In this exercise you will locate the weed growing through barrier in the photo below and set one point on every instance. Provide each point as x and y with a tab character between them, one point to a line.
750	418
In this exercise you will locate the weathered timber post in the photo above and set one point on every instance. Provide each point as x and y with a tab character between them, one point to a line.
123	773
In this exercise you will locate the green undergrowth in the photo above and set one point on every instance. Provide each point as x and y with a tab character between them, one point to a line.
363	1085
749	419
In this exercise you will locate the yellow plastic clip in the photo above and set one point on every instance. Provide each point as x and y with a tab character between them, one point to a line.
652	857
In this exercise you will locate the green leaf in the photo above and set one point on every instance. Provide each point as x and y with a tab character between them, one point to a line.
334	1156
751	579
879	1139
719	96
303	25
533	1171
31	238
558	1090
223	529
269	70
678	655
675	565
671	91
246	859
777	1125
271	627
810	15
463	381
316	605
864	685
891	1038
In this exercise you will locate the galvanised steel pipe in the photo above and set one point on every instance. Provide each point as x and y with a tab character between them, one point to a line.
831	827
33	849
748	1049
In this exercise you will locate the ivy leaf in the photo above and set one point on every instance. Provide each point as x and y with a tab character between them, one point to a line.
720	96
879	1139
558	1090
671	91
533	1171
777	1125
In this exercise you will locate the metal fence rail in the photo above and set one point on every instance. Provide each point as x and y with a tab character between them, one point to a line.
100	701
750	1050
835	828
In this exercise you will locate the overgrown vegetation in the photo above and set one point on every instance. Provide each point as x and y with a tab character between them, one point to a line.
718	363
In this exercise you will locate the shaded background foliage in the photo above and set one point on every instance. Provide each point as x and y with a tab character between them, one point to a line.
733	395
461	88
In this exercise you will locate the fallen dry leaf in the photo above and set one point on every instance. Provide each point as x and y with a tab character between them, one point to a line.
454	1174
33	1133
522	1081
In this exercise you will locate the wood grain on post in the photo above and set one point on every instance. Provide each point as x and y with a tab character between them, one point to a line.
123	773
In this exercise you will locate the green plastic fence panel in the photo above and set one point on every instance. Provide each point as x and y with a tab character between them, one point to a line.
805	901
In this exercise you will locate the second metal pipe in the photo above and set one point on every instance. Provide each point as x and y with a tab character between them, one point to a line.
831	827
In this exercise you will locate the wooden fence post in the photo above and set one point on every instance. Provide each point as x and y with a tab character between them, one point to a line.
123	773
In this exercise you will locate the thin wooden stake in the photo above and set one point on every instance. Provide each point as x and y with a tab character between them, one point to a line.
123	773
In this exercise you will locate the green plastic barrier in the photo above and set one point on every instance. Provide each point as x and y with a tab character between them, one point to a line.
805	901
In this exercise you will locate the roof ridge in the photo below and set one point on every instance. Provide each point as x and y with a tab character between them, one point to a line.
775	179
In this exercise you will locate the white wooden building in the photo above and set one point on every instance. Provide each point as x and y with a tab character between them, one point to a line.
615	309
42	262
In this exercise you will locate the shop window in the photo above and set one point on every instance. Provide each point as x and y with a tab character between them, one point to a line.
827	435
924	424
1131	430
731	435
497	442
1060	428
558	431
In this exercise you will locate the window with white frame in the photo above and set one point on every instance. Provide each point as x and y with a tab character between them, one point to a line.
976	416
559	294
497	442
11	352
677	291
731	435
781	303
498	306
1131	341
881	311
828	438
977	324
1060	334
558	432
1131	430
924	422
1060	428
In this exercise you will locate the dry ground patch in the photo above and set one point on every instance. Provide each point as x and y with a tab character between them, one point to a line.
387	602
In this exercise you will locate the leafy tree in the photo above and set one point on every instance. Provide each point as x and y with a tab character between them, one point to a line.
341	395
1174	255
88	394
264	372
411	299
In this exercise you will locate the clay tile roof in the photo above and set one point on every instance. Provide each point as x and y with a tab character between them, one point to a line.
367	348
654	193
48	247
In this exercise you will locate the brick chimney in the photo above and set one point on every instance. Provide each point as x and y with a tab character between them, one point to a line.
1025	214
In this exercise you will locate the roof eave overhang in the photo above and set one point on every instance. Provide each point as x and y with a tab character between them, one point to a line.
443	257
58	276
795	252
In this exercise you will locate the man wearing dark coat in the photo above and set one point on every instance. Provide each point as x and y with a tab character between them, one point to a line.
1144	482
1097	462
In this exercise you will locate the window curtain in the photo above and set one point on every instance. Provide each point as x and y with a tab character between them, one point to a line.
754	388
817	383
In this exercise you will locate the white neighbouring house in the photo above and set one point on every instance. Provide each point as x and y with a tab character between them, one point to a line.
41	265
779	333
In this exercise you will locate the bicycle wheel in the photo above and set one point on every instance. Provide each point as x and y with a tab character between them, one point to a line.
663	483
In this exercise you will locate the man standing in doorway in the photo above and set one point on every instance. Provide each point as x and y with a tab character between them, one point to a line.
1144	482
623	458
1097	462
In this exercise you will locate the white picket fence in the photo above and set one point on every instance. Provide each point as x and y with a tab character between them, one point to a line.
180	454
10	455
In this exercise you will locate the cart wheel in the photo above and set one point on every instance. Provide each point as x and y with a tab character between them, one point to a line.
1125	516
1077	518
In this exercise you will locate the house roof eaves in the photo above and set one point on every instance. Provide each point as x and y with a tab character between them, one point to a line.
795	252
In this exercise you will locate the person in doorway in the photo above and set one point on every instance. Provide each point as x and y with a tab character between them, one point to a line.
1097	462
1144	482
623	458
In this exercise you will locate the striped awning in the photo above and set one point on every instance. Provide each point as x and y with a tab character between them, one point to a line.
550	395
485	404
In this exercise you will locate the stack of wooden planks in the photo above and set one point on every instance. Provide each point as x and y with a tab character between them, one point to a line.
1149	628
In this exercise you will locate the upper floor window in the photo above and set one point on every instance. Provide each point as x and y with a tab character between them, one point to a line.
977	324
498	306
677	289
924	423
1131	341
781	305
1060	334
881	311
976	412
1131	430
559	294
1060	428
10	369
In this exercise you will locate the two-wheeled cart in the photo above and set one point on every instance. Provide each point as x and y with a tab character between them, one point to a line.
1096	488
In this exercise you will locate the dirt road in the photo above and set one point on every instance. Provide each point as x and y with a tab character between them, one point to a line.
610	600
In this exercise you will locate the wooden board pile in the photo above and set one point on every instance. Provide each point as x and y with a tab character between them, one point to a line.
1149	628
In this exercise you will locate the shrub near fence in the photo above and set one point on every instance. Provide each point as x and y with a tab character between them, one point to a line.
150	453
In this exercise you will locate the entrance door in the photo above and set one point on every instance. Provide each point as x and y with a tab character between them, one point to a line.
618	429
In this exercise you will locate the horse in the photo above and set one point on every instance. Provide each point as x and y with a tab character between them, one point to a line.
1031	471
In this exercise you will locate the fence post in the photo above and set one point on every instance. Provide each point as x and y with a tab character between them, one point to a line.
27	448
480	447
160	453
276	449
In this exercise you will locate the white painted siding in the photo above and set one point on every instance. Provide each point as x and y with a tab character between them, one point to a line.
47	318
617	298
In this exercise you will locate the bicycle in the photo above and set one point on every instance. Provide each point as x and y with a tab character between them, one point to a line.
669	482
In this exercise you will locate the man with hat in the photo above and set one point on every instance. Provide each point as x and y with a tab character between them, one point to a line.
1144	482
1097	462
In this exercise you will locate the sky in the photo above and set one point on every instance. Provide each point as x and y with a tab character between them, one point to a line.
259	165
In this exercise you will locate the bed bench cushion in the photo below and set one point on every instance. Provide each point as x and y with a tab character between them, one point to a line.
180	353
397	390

━━━━━━━━━━

In your answer, reproduce every entry exactly as it was written.

RESULT OF THIS TASK ->
In this exercise you will locate the weed growing through barrier in the photo below and set one point on every instance. Provide each point as x and y with a tab character between them, one point to a line.
750	418
In this exercise you will locate the weathered timber post in the photo above and set one point on every instance. Provide each point as x and y with a tab character between them, one point to a line.
123	773
In this exercise you will locate the green undergrowth in the photo above and set one point on every instance. Provide each point as x and y with a tab character between them, one point to a line.
363	1085
749	419
In this exercise you will locate the yellow plastic clip in the photo above and set one point on every instance. Provide each point as x and y with a tab character between them, one point to a line.
652	857
In this exercise you will locate the green leaf in the photo above and set one point on every instance. Provide each point as x and y with a tab character between them, one point to a line.
334	1156
751	579
879	1139
719	96
303	25
533	1171
31	238
558	1090
223	529
269	70
678	655
675	565
671	91
246	859
777	1125
271	627
810	15
463	381
316	605
864	685
891	1038
In this exercise you will locate the galvanised steel pipe in the photo above and set one point on every instance. Provide each point as x and y with a tab character between them, one point to a line.
831	827
33	849
748	1049
In this exercise you will locate the ivy leaf in the photo above and set one point on every instance. Provide each point as x and y with a tab character between them, one point to a line.
720	96
879	1139
558	1090
671	91
533	1171
777	1125
In this exercise you will locate the metal fence rail in the photo above and set one point on every instance. Provide each point as x and y with a tab character between them, one point to a line.
100	701
750	1050
835	828
In this exercise you will locate the overgrown vegetation in the photo above and set one point on every instance. Provide each point as x and y with a tab character between them, one point to a line.
718	363
In this exercise you will locate the shaded background foliage in the photo above and set one point on every instance. Provide each point as x and y with a tab character between them, one point to a line.
733	395
461	88
In this exercise you will locate the fallen dry leaf in the photo above and set one point on every instance. Provide each point as x and y with a tab character between them, one point to a line.
454	1174
33	1133
522	1081
In this exercise you will locate the wood grain on post in the photo above and set one point on every instance. Provide each point as x and y with a tab character between them, one point to a line.
123	773
In this exercise you will locate the green plastic fence panel in the photo above and set one point on every instance. Provide each point as x and y with a tab character between them, one point to a line.
805	901
In this exercise you will locate the second metal pipe in the photo above and set one point on every instance. Provide each point as x and y with a tab character between them, one point to a line.
831	827
In this exercise you will locate the wooden fence post in the photo above and set one point on every instance. Provide each point as x and y with a tab character between them, one point to a line.
123	773
In this exercise you will locate the thin wooden stake in the photo above and set one point on every instance. Provide each point as x and y with a tab character between them, one point to a line.
123	773
In this exercise you will locate the green plastic barrier in the photo above and set one point on every instance. Provide each point as x and y with a tab character between them, one point to a line.
805	901
In this exercise you will locate the roof ridge in the photo below and set one point on every instance. Provide each point as x and y with a tab character between them, one point to a line.
775	179
In this exercise you will locate the white wooden building in the photo above and set one point on every instance. Provide each point as x and y with a tab character between them, one point to a line.
615	309
42	262
In this exercise you will locate the shop window in the photo above and set one point on every instance. Provide each point as x and y with a tab character between them, one point to a line.
827	435
924	424
1131	430
731	435
497	442
1060	428
558	431
In this exercise you will locate the window with white frame in the photo above and set one point on every instance. Provide each point as x and y with a tab character between them, one point to a line.
976	416
559	294
497	442
11	352
677	291
731	435
781	303
498	306
1131	341
881	311
828	438
977	324
1060	334
558	432
1131	430
924	422
1060	428
In this exercise you will locate the dry ground patch in the photo above and set one point on every instance. Provide each point as x and y with a tab character between them, one point to a line.
387	602
In this exercise you will locate the leafy tree in the photo above and set one point on every instance. Provide each point as x and y with a tab character between them, one point to a line.
341	395
1174	255
88	394
264	372
411	299
In this exercise you will locate the clay tile roof in the photo above and set one point on every instance. Provide each point as x and y with a tab character between them, one point to a line.
367	348
654	193
48	247
In this exercise you will locate the brick chimney in the photo above and set one point on every instance. Provide each point as x and y with a tab character between them, one point to a line.
1025	214
In this exercise you will locate the roof eave overhang in the photo above and set one point on every instance. Provide each point as x and y with a tab character between them, one point to a line.
443	257
58	276
795	252
In this exercise you will locate the man wearing dark coat in the photo above and set one point on every instance. Provide each point as x and y with a tab character between them, one point to a line.
1144	482
1097	462
In this exercise you will locate the window curtain in the photo above and set one point on every instance. Provide each point as x and y with a tab character between them, one point to a line.
754	388
817	383
In this exercise you will locate the white neighbouring house in the photo above and set one point on every instance. Provide each point as x and y with a tab character between them, one point to a line.
41	265
779	333
In this exercise you will locate the bicycle wheel in the photo above and set one point on every instance. Provide each point as x and y with a tab character between them, one point to a line.
663	483
In this exercise you will locate the man standing in doorway in the photo above and set one point on every instance. Provide each point as x and y with a tab character between them, one point to a line.
1144	482
623	458
1097	462
In this exercise you will locate the white picket fence in the photo above and set one point on every instance. Provide each point as x and y with a tab character between them, one point to a line.
180	454
10	455
In this exercise you will locate the cart wheel in the photo above and set one point on every instance. Provide each point as x and y with a tab character between them, one point to a line.
1125	516
1077	518
In this exercise you will locate the house roof eaves in the photo above and set one point on every instance. Provide each point as x and y with a tab character between them, one point to a line.
795	252
In this exercise you will locate the person in doorway in the photo above and set one point on every instance. Provide each point as x and y with a tab character between them, one point to a line.
1097	462
1144	482
623	458
In this exercise you will locate the striped awning in the photo above and set one point on every instance. Provide each point as x and y with a tab character between them, one point to a line.
550	395
485	404
In this exercise you will locate the stack of wooden planks in the photo above and set one point on every instance. Provide each point as x and y with a tab character between them, one point to a line.
1149	628
In this exercise you will locate the upper floor window in the photo above and set one point on every instance. Provide each point as x and y with a tab character between them, one point to a line.
977	324
498	306
677	289
924	423
1131	341
781	305
1060	334
881	311
976	412
1131	430
559	294
1060	428
10	369
In this exercise you will locate the two-wheeled cart in the photo above and set one point on every instance. Provide each point as x and y with a tab character between them, one point to a line.
1096	488
In this exercise you will locate the dirt road in the photo above and set one point on every instance. Provide each point as x and y with a tab character between them, one point to a line.
610	600
In this exercise you will locate the wooden board pile in the photo above and set one point on every instance. Provide each point as x and y with a tab character between them, one point to a line.
1149	628
In this exercise you will locate the shrub near fence in the photo above and set one point on every instance. Provide each point as x and y with a tab character between them, one point to a line.
150	453
In this exercise you will locate the entrance door in the photo above and set one point on every instance. Provide each point as x and y with a tab character between them, one point to a line.
618	429
In this exercise you will locate the horse in the photo above and set one point on every instance. Provide each point as x and y with a tab character between them, one point to a line.
1031	471
In this exercise you will locate the fence post in the photo above and set one point on every instance. Provide each point as x and y with a tab character between them, one point to a line.
27	448
480	447
160	453
276	449
In this exercise you will locate the white painted siding in the photo above and set one point on every instance. Provide each point as x and y with a tab character between them, one point to a line.
47	318
617	298
In this exercise you will locate the bicycle in the photo above and set one point on every instance. Provide each point as x and y with a tab character between them, one point to a line.
669	482
In this exercise you will locate the man with hat in the photo above and set one point on every instance. Provide each point as x and y with a tab character between them, one point to a line.
1144	482
1097	462
In this exercise you will locate the sky in the photo above and set one point on every instance. Provide each point as x and y with a tab character between them, one point to a line.
259	165
In this exercise you will locate the bed bench cushion in the photo below and set one point on every instance. Provide each point as x and y with a tab character between them, one point to a line.
180	353
397	390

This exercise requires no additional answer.